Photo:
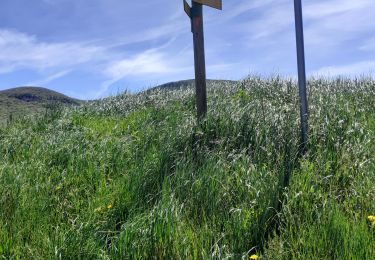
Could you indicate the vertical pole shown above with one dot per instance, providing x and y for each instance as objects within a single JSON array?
[
  {"x": 199, "y": 59},
  {"x": 301, "y": 74}
]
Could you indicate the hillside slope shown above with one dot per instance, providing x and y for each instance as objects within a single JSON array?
[
  {"x": 133, "y": 177},
  {"x": 25, "y": 101}
]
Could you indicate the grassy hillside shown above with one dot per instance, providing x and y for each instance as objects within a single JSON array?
[
  {"x": 133, "y": 177},
  {"x": 189, "y": 83},
  {"x": 26, "y": 101}
]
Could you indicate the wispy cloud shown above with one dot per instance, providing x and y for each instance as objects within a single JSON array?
[
  {"x": 19, "y": 50},
  {"x": 48, "y": 79},
  {"x": 354, "y": 69}
]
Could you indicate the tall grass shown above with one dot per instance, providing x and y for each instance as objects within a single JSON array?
[{"x": 134, "y": 177}]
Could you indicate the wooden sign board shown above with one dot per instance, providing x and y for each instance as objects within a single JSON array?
[{"x": 218, "y": 4}]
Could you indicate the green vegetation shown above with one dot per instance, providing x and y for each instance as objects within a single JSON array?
[
  {"x": 29, "y": 101},
  {"x": 133, "y": 177}
]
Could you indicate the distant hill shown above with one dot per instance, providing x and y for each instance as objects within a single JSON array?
[
  {"x": 24, "y": 101},
  {"x": 189, "y": 83}
]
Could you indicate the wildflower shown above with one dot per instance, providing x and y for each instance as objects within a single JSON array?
[{"x": 98, "y": 210}]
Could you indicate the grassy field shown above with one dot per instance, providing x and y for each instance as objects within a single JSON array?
[
  {"x": 29, "y": 101},
  {"x": 133, "y": 177}
]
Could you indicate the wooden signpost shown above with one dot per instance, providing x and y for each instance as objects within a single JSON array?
[
  {"x": 195, "y": 12},
  {"x": 301, "y": 74}
]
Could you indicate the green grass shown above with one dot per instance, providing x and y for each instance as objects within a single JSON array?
[{"x": 133, "y": 177}]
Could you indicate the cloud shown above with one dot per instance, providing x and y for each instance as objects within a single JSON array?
[
  {"x": 354, "y": 69},
  {"x": 19, "y": 50},
  {"x": 48, "y": 79}
]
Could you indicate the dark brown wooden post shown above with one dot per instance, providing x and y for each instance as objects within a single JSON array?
[
  {"x": 196, "y": 16},
  {"x": 301, "y": 75},
  {"x": 199, "y": 59}
]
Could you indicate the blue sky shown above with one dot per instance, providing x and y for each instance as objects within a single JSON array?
[{"x": 95, "y": 48}]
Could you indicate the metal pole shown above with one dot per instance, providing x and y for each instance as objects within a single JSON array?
[
  {"x": 199, "y": 59},
  {"x": 301, "y": 74}
]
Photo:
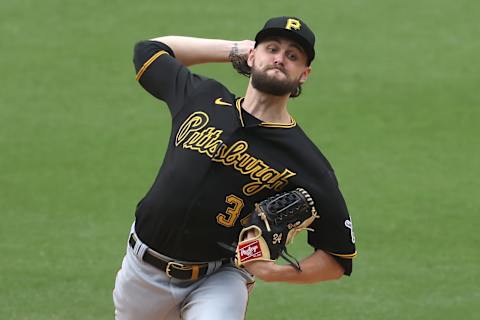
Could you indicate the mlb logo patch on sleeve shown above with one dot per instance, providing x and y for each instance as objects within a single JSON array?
[{"x": 250, "y": 250}]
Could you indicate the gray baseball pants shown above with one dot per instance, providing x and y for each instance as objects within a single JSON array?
[{"x": 143, "y": 292}]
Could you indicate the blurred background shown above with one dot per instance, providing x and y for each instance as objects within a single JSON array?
[{"x": 392, "y": 101}]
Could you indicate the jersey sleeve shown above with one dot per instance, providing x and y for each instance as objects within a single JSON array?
[
  {"x": 162, "y": 75},
  {"x": 333, "y": 231}
]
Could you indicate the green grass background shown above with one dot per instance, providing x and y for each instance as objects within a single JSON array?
[{"x": 392, "y": 101}]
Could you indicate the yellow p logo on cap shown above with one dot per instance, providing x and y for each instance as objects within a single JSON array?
[{"x": 293, "y": 24}]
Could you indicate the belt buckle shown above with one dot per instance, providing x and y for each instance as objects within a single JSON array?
[{"x": 172, "y": 264}]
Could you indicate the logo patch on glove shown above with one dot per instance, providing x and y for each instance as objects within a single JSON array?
[{"x": 249, "y": 250}]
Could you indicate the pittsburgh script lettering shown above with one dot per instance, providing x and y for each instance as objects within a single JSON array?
[{"x": 195, "y": 135}]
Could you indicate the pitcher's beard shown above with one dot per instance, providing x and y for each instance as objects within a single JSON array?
[{"x": 271, "y": 85}]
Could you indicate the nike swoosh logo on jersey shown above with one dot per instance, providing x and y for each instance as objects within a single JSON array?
[{"x": 220, "y": 102}]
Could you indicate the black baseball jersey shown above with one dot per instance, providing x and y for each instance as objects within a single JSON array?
[{"x": 220, "y": 161}]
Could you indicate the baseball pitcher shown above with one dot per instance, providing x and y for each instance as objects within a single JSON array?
[{"x": 239, "y": 180}]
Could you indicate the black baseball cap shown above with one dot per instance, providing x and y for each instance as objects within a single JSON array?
[{"x": 292, "y": 28}]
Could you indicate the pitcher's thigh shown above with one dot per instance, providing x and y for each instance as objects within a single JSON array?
[
  {"x": 137, "y": 299},
  {"x": 222, "y": 296}
]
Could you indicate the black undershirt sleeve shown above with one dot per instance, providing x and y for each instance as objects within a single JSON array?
[{"x": 162, "y": 75}]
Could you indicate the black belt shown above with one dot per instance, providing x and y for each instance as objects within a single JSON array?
[{"x": 173, "y": 269}]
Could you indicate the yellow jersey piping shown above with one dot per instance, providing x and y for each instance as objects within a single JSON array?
[
  {"x": 238, "y": 105},
  {"x": 344, "y": 256}
]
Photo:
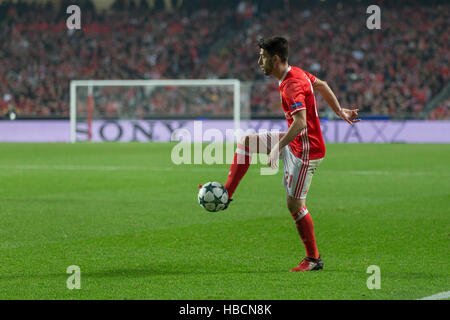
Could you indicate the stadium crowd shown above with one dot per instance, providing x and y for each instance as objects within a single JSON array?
[{"x": 394, "y": 71}]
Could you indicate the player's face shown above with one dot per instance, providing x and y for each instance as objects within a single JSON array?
[{"x": 265, "y": 62}]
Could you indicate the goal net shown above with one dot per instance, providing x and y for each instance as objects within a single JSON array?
[{"x": 99, "y": 106}]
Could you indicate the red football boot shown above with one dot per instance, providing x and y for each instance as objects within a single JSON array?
[{"x": 309, "y": 264}]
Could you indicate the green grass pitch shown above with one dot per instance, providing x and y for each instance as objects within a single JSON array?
[{"x": 130, "y": 220}]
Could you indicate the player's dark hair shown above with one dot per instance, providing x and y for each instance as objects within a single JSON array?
[{"x": 275, "y": 46}]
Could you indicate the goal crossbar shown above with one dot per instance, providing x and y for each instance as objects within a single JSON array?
[{"x": 235, "y": 83}]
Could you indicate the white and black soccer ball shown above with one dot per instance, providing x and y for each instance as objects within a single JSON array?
[{"x": 213, "y": 196}]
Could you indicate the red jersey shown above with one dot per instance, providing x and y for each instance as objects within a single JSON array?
[{"x": 297, "y": 94}]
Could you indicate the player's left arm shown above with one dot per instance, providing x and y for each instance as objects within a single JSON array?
[
  {"x": 294, "y": 130},
  {"x": 328, "y": 95}
]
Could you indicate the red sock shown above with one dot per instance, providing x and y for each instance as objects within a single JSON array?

◆ ◆ ◆ ◆ ◆ ◆ ◆

▶ **Stated goal**
Copy only the stretch running from the line containing "Could you indicate the goal crossbar" to the final line of the entries, both ends included, exactly as it stands.

▶ **Solution to this exercise**
Could you indicate the goal crossbar shown above with one dot per instance, providing x and y for each instance as objects within a single JSON array?
[{"x": 235, "y": 83}]
Could you indicate the white and black soccer ball shown above with one dot per instance, providing x and y for each instance as objects within a single JSON array?
[{"x": 213, "y": 196}]
Could you indicate the red jersey shown above with one dot per instance, providing x and y for each instance as objects within a single JSON array?
[{"x": 297, "y": 94}]
Could you indicate the player's left arm shown above with one dot per instance, providing x and y for each instance as objects within a single JSON array?
[
  {"x": 294, "y": 130},
  {"x": 328, "y": 95}
]
Could you indicate the red sock shown above with one dot per instance, providing x and y for each instance as objects within a single JSON array?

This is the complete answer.